That would make sense. My healthier tank-raised brown ramshorn snails also carry one or two worms on occasion, but far less than the blues.


----------



## dw1305 (31 Jul 2020)

Hi all, 





NAJAS GUPPY said:


> i don't suppose you would be willing to send me some hydra before you kill them off???


I should be able to find you some. I'll have a look when I'm back in work.

cheers Darrel


----------



## alto (9 Aug 2020)

I’m a bit confused - isn’t this the tank that has only been set up for a month or so?
Where were the ramshorn snails sourced?

I’ve seen thousands of ramshorn snails (they collect in the sump filter system of a Marineland MARS system - shop owner fed massive amounts of food and ramshorn snails are ubiquitous in local shops) and never observed worm infestations


----------



## veerserif (9 Aug 2020)

alto said:


> Where were the ramshorn snails sourced?



Plant hitchhikers (edited: I bought the blues to have something to look at while the plants grew, but as you can see they weren't very healthy and died eventually). Same with the detritus worms, I'm assuming. They're on all my ramshorns of sufficient size now. I don't mind them, and the rams don't seem to be negatively affected either, it just looks creepy.


----------

REQUIREMENTS:
Print the part of the snail thread between "I should be" and "month or so?", inclusive. Rely only on the snail thread for what comes next.

COLLECTED MATERIAL:
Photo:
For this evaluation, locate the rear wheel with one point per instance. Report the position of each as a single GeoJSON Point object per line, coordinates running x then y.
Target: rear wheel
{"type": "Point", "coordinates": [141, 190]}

REPLY:
I should be able to find you some. I'll have a look when I'm back in work.

cheers Darrel


----------



## alto (9 Aug 2020)

I’m a bit confused - isn’t this the tank that has only been set up for a month or so?